(Coordinate annotation entries)
━━━

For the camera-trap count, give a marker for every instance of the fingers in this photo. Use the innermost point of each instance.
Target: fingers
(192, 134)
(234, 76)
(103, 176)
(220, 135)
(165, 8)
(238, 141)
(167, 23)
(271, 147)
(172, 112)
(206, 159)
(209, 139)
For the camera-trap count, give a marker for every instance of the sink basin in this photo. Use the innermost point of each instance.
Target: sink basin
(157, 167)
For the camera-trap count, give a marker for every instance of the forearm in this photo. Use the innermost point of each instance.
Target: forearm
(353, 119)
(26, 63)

━━━

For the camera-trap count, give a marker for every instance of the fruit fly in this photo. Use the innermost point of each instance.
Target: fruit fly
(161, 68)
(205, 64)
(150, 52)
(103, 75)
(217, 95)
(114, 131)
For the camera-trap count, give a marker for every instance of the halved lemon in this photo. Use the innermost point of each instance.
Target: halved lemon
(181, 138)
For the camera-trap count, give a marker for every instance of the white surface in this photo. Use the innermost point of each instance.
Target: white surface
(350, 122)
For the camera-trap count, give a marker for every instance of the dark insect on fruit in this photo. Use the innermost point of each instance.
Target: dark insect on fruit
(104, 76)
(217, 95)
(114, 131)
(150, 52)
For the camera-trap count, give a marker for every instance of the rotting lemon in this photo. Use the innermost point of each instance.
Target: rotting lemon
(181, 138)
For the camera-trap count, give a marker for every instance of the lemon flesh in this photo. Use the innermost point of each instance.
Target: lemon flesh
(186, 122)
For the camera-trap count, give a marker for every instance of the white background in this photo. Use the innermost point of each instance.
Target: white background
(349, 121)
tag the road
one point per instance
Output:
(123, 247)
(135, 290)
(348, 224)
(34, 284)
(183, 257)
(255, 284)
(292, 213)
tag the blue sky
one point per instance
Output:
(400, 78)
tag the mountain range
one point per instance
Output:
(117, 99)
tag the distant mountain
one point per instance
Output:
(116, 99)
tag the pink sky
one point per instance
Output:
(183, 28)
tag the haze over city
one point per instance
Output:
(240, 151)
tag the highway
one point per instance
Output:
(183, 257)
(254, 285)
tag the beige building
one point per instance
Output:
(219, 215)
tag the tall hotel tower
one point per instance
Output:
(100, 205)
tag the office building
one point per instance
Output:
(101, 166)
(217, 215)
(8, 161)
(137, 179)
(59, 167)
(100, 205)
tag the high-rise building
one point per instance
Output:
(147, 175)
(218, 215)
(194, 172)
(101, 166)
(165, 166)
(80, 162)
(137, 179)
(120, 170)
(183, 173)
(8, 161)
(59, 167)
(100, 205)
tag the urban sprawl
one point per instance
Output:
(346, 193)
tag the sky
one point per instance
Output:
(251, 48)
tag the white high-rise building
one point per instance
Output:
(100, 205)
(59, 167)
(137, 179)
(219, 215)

━━━

EXERCISE OBJECTIVE » Count the lines of the data that contain the string "basin", treating uppercase and lowercase as different. Reply with only the number.

WORKED ANSWER » 2